Goal 1: Based on the workshop update below, answer yes or no to each statement and quote the words from the update that settle it. (a) The plumbing renovation is running two months late. (b) The writer has put images inside a post many times before. (c) The coming business trips are a week in Zagreb and a week in Krakow.
Goal 2: Print the passage of the workshop update below that begins at the words "First off, throw" and stops after "about media, etc.".
Goal 3: Proceed with the workshop update below, writing on from the point where the update stops.

'Allo folks!
Summer's over, kind of. Ups and downs. Let's get the bad first: workshop relining (aka plumbing renovation) is STILL not done. 2 months late now. Been blocked from accessing like 90% of my gear, tools and workspaces for ages now, which is frustrating as hell whatwith having the big-rig pretty much done. Pretty much scuttled all my summer workshop plans.
On the upside, they've re-connected the "real" pipes now and are in the process of cleaning things out, so it's finally about to wrap. Downside (yeah, roller coaster) is that it's right as I am about to have two weeks of business trips. Week in Zagreb, week in Krakow, including some travel days during the weekends. I'll have a little bit of time to clean and prepare around the travels, at least, and when I'm back I damn well plan on planting my arse in the workshop for a week solid. Fingers crossed the plan holds!
Since I haven't been able to do proper workshopping, I dug deeper into the AI stuff. Lots to talk about there! Let's see how well the 'images integrated into post' thing works while we're at it, as I still haven't actually done that despite Patreon adding it like 6mon ago.
First off, throw an eye at the May post if you haven't already. A bit of speculation on how media is about to get weird whatwith AI-generated image/video able to replicate and replace at scale. Not just for skeevy scams, but for legit cases. It'll simply be cheaper to generate media than produce it for real, which means it'll be everywhere, which means we as media consumers will end up having a new kind of relationship and default assumption about media, etc.

Information supplied:
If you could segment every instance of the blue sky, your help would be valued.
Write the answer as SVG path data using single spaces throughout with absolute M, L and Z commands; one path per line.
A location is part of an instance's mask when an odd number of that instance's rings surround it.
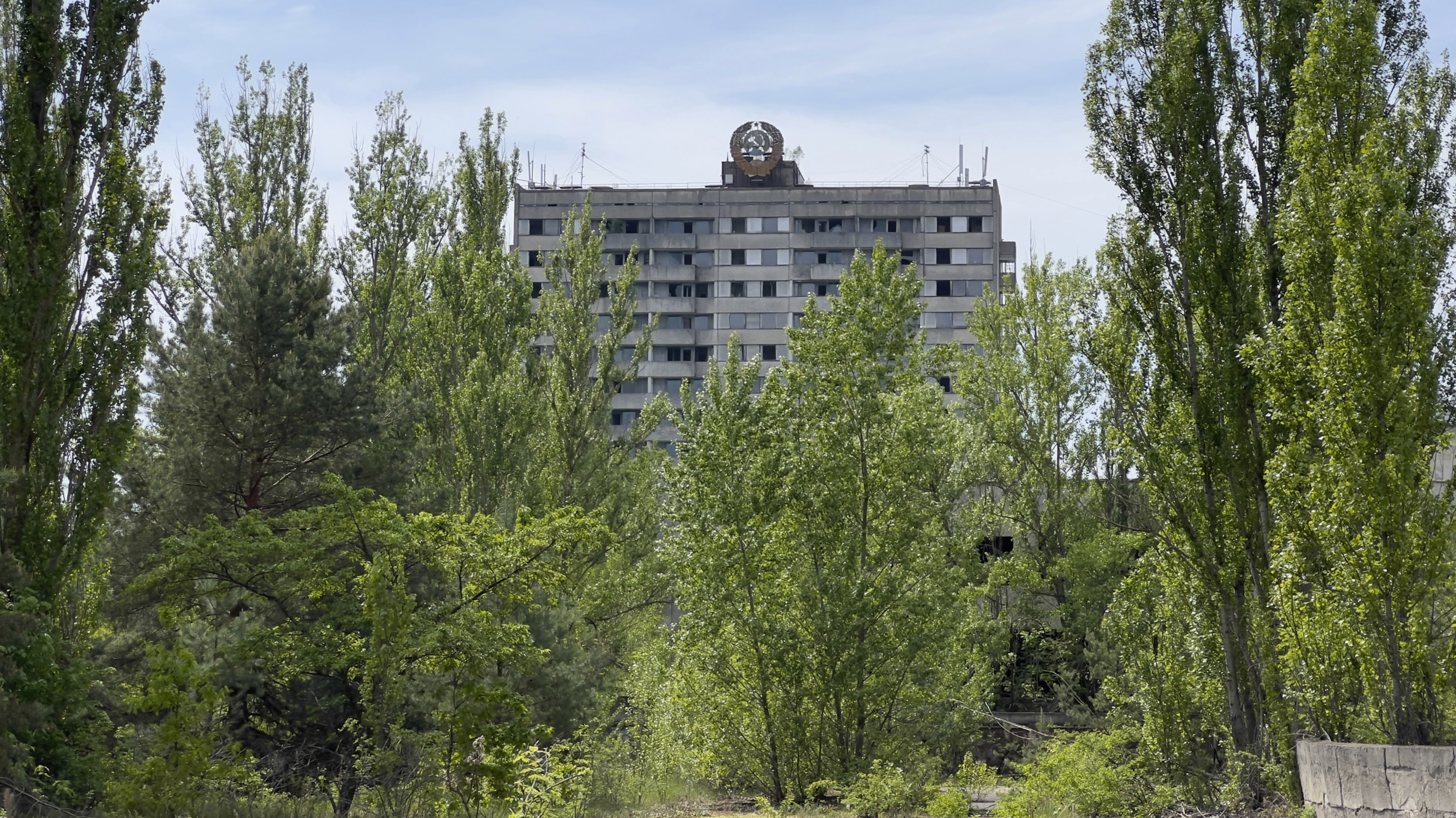
M 1450 48 L 1456 3 L 1427 6 L 1433 51 Z M 587 143 L 587 183 L 711 182 L 747 119 L 802 147 L 817 183 L 920 180 L 923 146 L 932 180 L 960 144 L 978 176 L 989 147 L 1005 237 L 1024 259 L 1032 239 L 1075 258 L 1096 250 L 1120 210 L 1088 167 L 1082 122 L 1083 57 L 1104 13 L 1098 0 L 160 0 L 141 44 L 167 73 L 157 150 L 173 178 L 194 162 L 199 84 L 217 105 L 243 54 L 306 63 L 332 231 L 345 227 L 344 169 L 374 105 L 403 92 L 435 154 L 489 106 L 547 175 Z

Exercise result 1:
(a) Yes: "2 months late now."
(b) No: "as I still haven't actually done that despite Patreon adding it like 6mon ago."
(c) Yes: "Week in Zagreb, week in Krakow, including some travel days during the weekends."

Exercise result 2:
First off, throw an eye at the May post if you haven't already. A bit of speculation on how media is about to get weird whatwith AI-generated image/video able to replicate and replace at scale. Not just for skeevy scams, but for legit cases. It'll simply be cheaper to generate media than produce it for real, which means it'll be everywhere, which means we as media consumers will end up having a new kind of relationship and default assumption about media, etc.

Exercise result 3:
I posted some experiments earlier from when I was testing things out at openart.ai (which is still pretty solid for cheap/fast cloud experimentation), but like many commercial offerings it has NSFW limitations. That's clearly an issue, because we aren't in the SFW business here. Mostly. With that in mind, I spent a decent chunk of the vacation on setting up and familiarizing myself with local workflows, i.e. running things on your own machine. Turns out to be almost scary easy.
GPU VRAM, main thing that matters. For most current open-source/local things you'll want 16gB or more. Nvidia cards a bit better supported than AMD-things, but both are viable. By now there's plenty of mid-range consumer grade hardware that fits the bill. Many cheaper (relatively speaking) of Nvidias RTX4/5-series cards pack the necessary punch, e.g. Asus' 5060ti 16gB that retails for around $500 (https://www.asus.com/motherboards-components/graphics-cards/dual/dual-rtx5060ti-16g/ ).
Snagging a faster card (i.e. more power but same VRAM) gets you slightly faster generations, but that's about it. More VRAM on the other hand lets you run more advanced ("smarter") models that generate better quality things that conform better to prompts etc.
You CAN run things on regular RAM too, but it's 10x+ slower and may need a bit of tweaking to get working. Gets too slow for any kind of sensible iterative work. I can get my consumer-grade GPU to spit out a high-resolution image per minute, which is pretty okay for adjusting/tweaking 10-20 times in a single session. If it was 10-20min/image you'd likely not be arsed to do more than one or two tweaks, so it kind of limits your realistic workflow options.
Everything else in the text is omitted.